* What you should do *
Lay out the lines of the listing below as a JSON list of strings, one string per line and blank lines omitted, covering everything from the line containing "of the palm-like" down to the line containing "<point>431,366</point>", both included.

* Source data *

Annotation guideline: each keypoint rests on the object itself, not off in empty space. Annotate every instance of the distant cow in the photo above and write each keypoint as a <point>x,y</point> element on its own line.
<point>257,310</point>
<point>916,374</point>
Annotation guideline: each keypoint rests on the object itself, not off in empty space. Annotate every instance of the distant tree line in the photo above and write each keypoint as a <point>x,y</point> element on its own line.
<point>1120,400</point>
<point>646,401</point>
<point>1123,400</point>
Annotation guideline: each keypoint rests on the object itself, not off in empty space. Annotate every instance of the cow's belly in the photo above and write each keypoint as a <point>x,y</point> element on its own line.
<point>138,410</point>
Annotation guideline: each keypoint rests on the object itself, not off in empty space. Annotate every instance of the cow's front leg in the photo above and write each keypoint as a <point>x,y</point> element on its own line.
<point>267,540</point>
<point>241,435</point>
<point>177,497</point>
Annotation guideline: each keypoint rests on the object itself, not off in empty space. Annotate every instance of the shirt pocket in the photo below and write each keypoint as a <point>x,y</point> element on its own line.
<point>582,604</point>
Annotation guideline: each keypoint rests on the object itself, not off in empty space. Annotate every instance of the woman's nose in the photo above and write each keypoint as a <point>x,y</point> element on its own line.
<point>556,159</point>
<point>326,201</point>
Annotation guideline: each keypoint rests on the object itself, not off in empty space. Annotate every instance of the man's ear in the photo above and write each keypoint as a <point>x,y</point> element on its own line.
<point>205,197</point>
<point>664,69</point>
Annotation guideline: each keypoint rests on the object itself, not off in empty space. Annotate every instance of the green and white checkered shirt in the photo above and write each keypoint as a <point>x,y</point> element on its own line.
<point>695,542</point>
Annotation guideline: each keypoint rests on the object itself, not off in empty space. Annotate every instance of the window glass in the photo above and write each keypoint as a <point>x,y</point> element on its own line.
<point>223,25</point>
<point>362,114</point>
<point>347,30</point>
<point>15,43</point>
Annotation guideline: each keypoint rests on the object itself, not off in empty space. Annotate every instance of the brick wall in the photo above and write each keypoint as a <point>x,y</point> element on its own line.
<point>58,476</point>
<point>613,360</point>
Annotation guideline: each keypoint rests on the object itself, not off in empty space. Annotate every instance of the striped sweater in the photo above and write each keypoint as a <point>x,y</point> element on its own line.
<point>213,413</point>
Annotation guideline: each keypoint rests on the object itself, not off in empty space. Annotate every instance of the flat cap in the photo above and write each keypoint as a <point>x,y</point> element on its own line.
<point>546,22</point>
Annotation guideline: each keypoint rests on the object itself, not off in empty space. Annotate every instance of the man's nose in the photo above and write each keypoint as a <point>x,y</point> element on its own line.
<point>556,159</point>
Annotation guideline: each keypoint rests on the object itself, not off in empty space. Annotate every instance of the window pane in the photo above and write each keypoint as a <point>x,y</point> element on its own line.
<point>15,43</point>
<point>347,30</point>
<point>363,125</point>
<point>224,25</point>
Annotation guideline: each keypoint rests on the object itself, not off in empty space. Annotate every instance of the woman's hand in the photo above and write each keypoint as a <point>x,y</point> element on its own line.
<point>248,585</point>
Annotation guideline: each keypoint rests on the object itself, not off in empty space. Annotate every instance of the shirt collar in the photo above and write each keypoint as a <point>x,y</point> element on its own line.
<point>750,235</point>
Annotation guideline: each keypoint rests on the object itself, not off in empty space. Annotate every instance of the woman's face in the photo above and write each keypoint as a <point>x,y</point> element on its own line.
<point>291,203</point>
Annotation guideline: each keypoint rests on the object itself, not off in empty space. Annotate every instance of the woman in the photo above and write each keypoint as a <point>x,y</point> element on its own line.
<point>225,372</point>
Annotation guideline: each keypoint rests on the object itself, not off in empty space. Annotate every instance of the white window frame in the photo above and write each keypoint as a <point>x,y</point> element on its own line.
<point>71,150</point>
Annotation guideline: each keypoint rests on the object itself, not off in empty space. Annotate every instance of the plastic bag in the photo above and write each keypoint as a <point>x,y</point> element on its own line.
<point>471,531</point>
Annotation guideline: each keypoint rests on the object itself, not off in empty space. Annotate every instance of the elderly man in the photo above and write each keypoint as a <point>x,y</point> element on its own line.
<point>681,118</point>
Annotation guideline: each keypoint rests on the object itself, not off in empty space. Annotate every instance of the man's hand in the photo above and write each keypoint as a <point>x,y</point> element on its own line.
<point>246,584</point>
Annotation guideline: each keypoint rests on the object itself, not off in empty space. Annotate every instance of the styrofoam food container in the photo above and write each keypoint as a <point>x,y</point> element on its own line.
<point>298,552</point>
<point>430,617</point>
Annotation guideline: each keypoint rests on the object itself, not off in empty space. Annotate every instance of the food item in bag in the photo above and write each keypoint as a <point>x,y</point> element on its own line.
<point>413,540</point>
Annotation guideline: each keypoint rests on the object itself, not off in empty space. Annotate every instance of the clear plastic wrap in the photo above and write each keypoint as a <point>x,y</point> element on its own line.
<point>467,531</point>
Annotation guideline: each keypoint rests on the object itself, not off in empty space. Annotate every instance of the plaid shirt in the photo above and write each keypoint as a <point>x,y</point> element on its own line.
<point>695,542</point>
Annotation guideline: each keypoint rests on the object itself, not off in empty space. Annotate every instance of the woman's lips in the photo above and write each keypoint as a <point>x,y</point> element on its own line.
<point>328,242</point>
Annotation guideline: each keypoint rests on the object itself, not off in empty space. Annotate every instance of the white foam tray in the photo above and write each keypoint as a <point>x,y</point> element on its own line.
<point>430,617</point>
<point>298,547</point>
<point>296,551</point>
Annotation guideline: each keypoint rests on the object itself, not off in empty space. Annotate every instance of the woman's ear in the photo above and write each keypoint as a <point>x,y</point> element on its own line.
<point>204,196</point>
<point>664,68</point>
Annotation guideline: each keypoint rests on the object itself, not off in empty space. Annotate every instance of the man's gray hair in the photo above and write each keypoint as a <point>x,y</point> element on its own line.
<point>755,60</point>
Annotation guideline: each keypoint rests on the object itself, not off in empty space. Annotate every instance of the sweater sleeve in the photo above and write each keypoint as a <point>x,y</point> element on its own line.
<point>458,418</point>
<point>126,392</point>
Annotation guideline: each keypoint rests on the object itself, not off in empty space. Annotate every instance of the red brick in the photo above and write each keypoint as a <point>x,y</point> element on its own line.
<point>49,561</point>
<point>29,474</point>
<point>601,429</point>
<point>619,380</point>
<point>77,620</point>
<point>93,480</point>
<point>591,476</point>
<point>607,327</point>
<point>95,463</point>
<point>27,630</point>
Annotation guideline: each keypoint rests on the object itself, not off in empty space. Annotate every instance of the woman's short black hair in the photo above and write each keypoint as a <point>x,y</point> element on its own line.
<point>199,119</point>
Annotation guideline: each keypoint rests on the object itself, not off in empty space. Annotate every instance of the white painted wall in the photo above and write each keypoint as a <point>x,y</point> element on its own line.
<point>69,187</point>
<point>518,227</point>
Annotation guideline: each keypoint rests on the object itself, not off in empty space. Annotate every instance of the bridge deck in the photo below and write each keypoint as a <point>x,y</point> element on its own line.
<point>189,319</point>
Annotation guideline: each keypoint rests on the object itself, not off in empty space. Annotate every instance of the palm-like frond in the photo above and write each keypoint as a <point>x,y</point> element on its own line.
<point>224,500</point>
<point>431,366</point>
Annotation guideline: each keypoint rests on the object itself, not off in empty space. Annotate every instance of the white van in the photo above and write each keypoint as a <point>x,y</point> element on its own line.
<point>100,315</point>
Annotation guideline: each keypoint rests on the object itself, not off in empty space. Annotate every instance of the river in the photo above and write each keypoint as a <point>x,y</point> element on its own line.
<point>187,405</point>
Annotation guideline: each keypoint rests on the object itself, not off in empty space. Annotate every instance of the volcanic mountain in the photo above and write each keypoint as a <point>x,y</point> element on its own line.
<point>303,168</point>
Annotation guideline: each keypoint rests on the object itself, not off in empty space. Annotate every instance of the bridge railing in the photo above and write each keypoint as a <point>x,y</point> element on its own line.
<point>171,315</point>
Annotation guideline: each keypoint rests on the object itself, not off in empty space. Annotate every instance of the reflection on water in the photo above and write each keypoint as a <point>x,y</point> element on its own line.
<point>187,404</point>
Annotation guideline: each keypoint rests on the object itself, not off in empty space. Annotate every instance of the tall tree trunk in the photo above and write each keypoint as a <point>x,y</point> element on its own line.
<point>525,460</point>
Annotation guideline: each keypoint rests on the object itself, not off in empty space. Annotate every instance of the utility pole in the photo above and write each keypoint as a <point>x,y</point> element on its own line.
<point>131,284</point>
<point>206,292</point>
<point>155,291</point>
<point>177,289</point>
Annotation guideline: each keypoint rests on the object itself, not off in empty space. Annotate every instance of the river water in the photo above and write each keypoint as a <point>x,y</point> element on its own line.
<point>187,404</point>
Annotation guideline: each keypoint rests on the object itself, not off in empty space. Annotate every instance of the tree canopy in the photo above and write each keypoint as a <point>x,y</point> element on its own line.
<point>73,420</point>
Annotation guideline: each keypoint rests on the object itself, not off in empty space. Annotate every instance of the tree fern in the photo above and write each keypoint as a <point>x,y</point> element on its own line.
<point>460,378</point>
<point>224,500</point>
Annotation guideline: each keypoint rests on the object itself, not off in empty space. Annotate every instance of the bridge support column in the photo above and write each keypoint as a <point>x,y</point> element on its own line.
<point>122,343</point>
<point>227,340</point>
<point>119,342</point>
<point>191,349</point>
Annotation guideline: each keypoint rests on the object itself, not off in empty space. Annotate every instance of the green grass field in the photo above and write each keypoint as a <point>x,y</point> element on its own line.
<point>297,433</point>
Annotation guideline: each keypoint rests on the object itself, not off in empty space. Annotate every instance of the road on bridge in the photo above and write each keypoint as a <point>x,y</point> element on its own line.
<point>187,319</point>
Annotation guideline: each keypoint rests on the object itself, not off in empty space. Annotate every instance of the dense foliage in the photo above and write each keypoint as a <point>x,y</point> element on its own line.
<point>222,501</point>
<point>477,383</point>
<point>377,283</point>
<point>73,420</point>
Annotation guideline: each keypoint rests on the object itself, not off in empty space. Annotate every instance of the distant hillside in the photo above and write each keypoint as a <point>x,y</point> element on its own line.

* Response to the task *
[
  "Annotation guideline: each keypoint rests on the object itself, not off in empty space. Annotate every instance of the palm-like frond in the photo above and write each keypoint as a <point>x,y</point> element on its own line.",
  "<point>224,500</point>",
  "<point>431,366</point>"
]